NA CZYM POLEGA =
Sformatuj te rekordy jako dwukolumnowy plik CSV z kolumnami „tekst” i „odpowiedź”. Każdy rekord ma trafić do osobnego wiersza, z każdym polem w cudzysłowie i podziałami wierszy zamienionymi na spacje.

Lista danych:
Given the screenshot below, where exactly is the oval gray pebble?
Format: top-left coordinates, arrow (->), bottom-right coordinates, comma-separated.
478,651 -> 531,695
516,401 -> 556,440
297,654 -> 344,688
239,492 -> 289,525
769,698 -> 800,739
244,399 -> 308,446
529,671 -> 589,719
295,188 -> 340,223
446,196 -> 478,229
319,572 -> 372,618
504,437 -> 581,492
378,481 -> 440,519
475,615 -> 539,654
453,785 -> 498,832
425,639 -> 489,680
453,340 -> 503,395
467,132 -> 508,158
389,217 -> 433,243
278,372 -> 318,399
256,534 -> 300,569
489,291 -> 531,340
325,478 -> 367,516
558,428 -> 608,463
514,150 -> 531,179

ROZWIĄZANIE =
tekst,odpowiedź
"Given the screenshot below, where exactly is the oval gray pebble? Format: top-left coordinates, arrow (->), bottom-right coordinates, comma-separated.","478,651 -> 531,695 516,401 -> 556,440 297,654 -> 344,688 239,492 -> 289,525 769,698 -> 800,739 244,399 -> 308,446 529,671 -> 589,719 295,188 -> 340,223 446,196 -> 478,229 319,572 -> 372,618 504,437 -> 581,492 378,481 -> 440,519 475,615 -> 539,654 453,785 -> 498,832 425,639 -> 489,680 453,340 -> 503,395 467,132 -> 508,158 389,217 -> 433,243 278,372 -> 318,399 256,534 -> 300,569 489,291 -> 531,340 325,478 -> 367,516 558,428 -> 608,463 514,150 -> 531,179"